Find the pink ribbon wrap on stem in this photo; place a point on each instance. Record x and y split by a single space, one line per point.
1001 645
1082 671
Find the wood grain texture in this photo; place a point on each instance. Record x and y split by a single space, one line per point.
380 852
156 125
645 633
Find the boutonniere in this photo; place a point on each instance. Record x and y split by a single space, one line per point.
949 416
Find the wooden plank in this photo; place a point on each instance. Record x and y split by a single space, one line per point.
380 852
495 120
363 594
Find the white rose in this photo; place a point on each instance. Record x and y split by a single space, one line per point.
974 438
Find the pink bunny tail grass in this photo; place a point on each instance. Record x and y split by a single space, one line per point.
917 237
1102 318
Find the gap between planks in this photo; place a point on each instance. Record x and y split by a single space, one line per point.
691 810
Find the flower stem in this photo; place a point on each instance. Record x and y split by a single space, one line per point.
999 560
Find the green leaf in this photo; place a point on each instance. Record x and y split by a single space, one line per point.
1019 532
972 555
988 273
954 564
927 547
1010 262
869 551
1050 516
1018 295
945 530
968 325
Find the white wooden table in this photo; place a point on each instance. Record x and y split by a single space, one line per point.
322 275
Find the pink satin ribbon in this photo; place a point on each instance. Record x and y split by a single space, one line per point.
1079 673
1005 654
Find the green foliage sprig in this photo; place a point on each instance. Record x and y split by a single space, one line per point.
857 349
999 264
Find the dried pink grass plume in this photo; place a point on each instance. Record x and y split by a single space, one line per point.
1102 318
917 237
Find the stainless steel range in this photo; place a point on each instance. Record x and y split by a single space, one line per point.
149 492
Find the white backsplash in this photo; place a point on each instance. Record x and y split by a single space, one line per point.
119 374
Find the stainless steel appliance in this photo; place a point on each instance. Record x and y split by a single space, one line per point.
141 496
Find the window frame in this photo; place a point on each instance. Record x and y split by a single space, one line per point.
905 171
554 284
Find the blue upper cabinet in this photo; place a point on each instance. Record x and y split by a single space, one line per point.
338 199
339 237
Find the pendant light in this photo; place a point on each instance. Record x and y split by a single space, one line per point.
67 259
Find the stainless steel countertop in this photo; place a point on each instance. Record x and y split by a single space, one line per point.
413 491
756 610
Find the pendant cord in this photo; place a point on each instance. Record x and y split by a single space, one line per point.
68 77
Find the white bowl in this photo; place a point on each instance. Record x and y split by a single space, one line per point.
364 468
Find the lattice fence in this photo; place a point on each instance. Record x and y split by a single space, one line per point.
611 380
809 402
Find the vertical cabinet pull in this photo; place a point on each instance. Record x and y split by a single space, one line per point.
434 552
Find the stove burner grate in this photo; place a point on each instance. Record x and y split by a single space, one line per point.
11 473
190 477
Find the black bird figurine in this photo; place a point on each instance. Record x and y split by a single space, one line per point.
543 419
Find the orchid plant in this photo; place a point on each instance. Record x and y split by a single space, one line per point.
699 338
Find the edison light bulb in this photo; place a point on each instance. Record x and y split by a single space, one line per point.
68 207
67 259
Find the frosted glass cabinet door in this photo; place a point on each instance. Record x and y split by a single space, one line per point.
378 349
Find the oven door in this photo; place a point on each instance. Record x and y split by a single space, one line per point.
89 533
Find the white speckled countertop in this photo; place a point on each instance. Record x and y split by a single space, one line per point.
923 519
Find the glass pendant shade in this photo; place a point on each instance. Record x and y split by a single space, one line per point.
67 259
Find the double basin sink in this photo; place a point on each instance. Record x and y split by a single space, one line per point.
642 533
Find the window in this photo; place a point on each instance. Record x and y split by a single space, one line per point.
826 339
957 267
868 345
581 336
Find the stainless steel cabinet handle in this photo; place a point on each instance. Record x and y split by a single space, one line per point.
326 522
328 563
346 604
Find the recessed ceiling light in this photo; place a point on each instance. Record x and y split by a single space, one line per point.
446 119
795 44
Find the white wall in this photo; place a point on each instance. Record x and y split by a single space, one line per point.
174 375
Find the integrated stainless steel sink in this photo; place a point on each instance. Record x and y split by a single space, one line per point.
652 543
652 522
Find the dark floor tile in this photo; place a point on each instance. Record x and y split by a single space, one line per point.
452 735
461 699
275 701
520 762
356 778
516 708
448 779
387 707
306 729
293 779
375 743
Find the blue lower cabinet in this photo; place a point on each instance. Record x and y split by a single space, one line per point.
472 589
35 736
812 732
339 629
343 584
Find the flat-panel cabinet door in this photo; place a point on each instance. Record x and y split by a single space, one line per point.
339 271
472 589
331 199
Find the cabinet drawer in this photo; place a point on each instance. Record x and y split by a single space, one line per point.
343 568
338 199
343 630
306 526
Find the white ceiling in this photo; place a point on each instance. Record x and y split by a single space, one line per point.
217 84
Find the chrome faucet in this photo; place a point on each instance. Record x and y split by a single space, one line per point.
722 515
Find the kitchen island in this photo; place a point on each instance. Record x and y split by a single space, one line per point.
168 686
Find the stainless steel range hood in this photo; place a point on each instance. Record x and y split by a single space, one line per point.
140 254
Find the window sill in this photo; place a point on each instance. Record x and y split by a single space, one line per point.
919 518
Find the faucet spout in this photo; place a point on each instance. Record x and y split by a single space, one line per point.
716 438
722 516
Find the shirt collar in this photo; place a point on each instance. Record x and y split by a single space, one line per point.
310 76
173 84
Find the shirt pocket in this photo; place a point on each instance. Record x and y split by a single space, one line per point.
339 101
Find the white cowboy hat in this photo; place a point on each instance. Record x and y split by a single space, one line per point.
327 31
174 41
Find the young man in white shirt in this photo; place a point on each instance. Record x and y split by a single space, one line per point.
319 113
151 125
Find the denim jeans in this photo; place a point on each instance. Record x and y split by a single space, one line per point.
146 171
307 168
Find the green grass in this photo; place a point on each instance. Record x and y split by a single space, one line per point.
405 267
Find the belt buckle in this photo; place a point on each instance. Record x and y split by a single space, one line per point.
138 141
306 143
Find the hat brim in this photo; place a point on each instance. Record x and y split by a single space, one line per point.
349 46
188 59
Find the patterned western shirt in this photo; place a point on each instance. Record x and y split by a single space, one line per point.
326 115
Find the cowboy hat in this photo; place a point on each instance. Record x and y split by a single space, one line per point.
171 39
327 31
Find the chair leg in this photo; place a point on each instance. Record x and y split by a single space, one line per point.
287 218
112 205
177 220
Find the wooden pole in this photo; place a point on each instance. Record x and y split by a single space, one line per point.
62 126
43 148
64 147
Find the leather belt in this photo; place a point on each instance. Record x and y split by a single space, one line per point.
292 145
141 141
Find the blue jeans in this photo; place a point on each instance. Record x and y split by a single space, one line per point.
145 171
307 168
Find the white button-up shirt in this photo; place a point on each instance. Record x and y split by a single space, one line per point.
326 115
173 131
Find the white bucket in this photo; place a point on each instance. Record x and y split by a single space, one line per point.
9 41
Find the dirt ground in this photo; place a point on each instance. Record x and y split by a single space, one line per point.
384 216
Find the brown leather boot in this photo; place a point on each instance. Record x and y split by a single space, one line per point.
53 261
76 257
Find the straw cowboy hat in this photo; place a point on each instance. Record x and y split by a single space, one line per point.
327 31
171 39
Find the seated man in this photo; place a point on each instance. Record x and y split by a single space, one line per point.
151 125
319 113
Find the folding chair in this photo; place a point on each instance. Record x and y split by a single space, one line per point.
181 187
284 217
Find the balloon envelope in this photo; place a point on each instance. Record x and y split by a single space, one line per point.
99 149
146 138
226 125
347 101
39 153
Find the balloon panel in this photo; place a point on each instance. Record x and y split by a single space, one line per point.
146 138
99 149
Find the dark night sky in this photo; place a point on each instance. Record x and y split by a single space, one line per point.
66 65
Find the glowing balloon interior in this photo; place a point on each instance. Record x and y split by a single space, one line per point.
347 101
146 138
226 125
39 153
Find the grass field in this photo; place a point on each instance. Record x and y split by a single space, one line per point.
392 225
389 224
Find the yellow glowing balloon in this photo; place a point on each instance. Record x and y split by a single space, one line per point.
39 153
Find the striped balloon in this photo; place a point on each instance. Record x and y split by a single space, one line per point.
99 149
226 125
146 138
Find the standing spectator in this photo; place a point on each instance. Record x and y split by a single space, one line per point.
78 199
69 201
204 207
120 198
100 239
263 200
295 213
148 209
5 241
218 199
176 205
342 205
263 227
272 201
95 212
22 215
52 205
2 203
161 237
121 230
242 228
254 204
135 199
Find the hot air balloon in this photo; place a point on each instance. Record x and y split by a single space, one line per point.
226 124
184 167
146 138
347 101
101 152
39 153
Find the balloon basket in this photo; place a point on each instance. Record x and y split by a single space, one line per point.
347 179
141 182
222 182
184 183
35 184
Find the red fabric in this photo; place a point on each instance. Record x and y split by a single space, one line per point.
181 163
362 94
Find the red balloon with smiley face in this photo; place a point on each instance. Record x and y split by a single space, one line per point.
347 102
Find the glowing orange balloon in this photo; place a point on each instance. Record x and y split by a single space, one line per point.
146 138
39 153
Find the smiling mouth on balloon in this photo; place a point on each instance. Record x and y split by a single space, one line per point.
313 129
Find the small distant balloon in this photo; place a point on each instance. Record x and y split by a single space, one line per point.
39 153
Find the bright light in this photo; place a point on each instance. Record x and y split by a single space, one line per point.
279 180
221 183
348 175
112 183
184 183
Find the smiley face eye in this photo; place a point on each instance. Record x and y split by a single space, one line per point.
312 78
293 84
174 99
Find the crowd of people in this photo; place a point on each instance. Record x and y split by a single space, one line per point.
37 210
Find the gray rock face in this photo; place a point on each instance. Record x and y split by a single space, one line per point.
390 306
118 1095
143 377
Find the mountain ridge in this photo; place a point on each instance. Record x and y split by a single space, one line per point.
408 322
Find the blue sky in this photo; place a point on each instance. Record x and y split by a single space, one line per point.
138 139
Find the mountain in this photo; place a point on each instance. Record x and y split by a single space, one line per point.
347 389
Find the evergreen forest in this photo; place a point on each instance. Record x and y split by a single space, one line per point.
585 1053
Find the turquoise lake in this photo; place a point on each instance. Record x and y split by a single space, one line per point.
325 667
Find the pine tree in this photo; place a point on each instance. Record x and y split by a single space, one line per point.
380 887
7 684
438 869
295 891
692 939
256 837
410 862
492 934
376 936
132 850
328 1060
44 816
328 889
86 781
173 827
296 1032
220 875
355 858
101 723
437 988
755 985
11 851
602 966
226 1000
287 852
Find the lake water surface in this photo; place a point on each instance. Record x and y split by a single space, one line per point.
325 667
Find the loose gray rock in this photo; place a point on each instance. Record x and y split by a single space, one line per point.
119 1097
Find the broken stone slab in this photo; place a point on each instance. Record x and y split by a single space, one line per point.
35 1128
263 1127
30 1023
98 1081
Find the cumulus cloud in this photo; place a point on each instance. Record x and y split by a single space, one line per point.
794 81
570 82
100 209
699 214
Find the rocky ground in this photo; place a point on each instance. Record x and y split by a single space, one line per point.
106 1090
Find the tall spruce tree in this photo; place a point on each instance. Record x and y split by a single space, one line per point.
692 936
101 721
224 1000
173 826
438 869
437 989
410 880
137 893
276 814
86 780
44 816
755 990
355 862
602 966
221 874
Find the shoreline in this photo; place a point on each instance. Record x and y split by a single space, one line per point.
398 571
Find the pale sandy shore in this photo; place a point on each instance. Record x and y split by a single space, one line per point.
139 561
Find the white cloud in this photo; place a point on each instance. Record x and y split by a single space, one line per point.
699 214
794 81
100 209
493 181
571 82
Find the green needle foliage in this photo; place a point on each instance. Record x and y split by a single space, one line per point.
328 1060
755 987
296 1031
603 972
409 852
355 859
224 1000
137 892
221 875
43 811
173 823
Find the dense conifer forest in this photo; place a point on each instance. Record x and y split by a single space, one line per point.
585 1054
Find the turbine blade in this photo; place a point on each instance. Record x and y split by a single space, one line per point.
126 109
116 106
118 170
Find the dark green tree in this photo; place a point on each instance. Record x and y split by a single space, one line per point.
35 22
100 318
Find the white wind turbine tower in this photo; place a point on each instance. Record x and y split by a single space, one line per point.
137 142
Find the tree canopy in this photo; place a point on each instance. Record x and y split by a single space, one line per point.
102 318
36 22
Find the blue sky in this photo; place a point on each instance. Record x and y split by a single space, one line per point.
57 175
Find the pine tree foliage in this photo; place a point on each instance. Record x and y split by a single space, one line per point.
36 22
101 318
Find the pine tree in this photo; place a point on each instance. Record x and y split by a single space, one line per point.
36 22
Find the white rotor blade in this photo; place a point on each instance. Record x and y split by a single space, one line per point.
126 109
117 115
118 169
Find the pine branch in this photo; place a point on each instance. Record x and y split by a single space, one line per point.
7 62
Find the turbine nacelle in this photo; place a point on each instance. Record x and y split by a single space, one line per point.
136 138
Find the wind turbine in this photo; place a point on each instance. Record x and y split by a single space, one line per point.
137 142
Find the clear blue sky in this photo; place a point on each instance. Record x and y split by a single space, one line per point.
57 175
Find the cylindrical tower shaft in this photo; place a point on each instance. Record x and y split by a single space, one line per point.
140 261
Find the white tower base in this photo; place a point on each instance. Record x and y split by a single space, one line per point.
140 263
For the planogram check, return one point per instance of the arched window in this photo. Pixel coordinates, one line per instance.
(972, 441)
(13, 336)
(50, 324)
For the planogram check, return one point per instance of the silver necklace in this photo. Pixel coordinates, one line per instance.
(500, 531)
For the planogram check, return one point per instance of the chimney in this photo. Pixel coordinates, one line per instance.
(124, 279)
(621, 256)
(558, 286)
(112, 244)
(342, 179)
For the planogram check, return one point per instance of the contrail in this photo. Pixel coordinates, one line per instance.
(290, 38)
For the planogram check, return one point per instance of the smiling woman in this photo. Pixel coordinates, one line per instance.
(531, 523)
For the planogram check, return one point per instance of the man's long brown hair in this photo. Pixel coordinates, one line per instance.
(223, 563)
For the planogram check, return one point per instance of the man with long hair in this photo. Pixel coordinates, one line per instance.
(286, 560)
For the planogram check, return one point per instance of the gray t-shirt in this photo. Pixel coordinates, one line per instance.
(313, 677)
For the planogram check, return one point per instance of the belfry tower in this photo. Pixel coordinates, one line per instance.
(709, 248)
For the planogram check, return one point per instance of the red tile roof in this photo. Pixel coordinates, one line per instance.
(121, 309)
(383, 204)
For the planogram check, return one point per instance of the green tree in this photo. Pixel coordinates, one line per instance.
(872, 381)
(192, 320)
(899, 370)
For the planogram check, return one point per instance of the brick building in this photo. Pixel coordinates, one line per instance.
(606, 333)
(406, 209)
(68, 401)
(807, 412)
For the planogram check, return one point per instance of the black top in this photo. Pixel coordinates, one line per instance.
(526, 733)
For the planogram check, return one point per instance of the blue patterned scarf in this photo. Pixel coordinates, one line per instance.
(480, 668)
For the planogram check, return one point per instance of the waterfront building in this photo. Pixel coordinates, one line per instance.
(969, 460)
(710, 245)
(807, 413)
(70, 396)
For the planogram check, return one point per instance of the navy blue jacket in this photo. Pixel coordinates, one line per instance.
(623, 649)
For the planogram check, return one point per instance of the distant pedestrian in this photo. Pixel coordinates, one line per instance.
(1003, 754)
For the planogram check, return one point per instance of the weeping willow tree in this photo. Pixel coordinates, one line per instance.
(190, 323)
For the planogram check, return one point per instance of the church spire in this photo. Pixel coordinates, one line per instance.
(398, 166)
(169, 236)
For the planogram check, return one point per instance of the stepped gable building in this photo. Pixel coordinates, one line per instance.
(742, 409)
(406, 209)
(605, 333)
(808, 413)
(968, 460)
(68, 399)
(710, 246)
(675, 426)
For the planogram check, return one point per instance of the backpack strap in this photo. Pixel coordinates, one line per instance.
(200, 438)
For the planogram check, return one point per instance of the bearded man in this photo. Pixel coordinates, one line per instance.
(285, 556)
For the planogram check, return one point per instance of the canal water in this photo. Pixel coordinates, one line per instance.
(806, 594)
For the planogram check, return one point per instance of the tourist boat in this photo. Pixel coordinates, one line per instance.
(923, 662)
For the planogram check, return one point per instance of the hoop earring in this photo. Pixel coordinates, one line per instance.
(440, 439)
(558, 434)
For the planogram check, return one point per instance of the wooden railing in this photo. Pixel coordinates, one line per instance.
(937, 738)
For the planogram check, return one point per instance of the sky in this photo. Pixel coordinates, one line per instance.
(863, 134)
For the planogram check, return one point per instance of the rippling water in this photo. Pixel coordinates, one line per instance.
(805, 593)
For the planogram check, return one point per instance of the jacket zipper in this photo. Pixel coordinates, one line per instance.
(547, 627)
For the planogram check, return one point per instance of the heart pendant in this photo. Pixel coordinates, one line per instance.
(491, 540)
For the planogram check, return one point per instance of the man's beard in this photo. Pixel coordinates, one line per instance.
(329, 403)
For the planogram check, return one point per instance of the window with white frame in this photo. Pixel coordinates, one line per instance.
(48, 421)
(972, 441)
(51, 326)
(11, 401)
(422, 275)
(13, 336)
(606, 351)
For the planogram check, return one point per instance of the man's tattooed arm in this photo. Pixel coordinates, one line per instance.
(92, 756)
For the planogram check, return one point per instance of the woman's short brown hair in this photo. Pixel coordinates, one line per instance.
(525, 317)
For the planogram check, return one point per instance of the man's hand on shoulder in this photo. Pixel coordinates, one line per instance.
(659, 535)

» Task
Can you scale the lines from the one holding "of the canal" through the end of the items, inclusive, repeating each request line unchanged and multiplying every coordinate in the answers by 1.45, rounding to whole numbers with halves going up?

» The solution
For the planogram check, return one point per instance of the canal water in this photo. Pixel coordinates, one line per instance.
(1169, 861)
For the planogram check, return one point per instance of the tourist boat in this photo. Pixel coordinates, one line per instance.
(1338, 960)
For the planogram check, return one point per instance of the hoop earring in this photo. Pixel coordinates, one line per instance.
(638, 637)
(809, 629)
For the planogram check, return one point per instance of the wooden railing in this photo. Pixel coordinates, one line per instance.
(1359, 1070)
For the planogram check, return one point per instance of the sky in this photo. Pixel coordinates, one line per instance.
(1251, 194)
For the planogram check, return one point per instance of the rippling water in this photo. Pixel coordinates, one line per instance.
(1167, 860)
For the planogram check, return one point per instance of the jacket zipper in this photo. Pixel coordinates, one line per instance.
(793, 909)
For the planogram check, return one point per instance of the heart pendant in this photo. Pixel coordinates, one line per instance.
(712, 783)
For the planogram check, return one point per instance of the man's beard in this photo. Pixel coordinates, one line per instance.
(477, 584)
For the planogram check, return one point per instance of the window with white frame in this photo. Pixel coordinates, one line per instance.
(70, 610)
(1409, 639)
(74, 473)
(16, 581)
(612, 399)
(19, 487)
(879, 509)
For the planogram check, return one point per instance of the man's tattooed arm in this photo. Pixel coordinates, one line per instance.
(133, 1096)
For the planogram check, return one point per instance of the woman's short brown hair in this photo. Pixel coordinates, one line per instance.
(761, 460)
For the planogram check, return one point per instance of the man's hand on shoulder in this photo. Pixel coordinates, one line per instance.
(956, 776)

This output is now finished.